The data below is to be transcribed word for word; pictures are to be excluded.

Segment Start: Material supplied

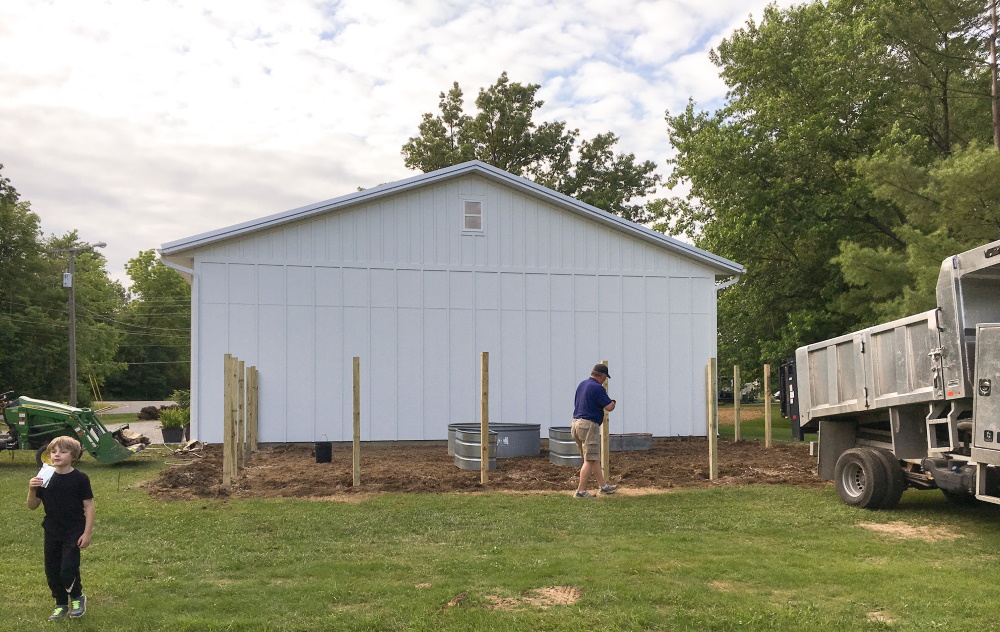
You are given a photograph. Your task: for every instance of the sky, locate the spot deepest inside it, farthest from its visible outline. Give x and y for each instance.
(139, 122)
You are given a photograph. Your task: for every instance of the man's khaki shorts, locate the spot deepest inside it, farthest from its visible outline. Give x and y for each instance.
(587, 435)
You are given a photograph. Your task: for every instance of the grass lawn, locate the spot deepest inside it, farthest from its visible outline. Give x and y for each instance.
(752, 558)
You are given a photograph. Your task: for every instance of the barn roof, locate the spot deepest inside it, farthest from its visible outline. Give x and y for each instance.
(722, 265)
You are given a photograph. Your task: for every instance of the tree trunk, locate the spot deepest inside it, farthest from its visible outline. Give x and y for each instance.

Segment End: Material supplied

Result of the exercise:
You are given a photograph. Your task: for every instance of the sky, locate the spot deepest inside it, farthest from its visible outline. Give x and y for each instance.
(139, 122)
You are given a photograph. Your task: for every instance of the man's khaki shorts, locate the spot deepest inside it, farthest from its visible outline. Give x and y for each instance.
(587, 435)
You are given a photograph. Your task: for every instance of the grass lawn, locate the spot deepest inside it, farthest from its visible outline. Give x and y for each instance.
(752, 558)
You are given a photograph. Your task: for every instance of the barn roof, locate the spot deepest inside it, farthest from its visible outline. Give x and y for each instance.
(722, 265)
You are given a photograph. Your task: for every instance of the tree trunk, locate the spot deepest inside it, farthest from its visible outline. Give x and y for each instance.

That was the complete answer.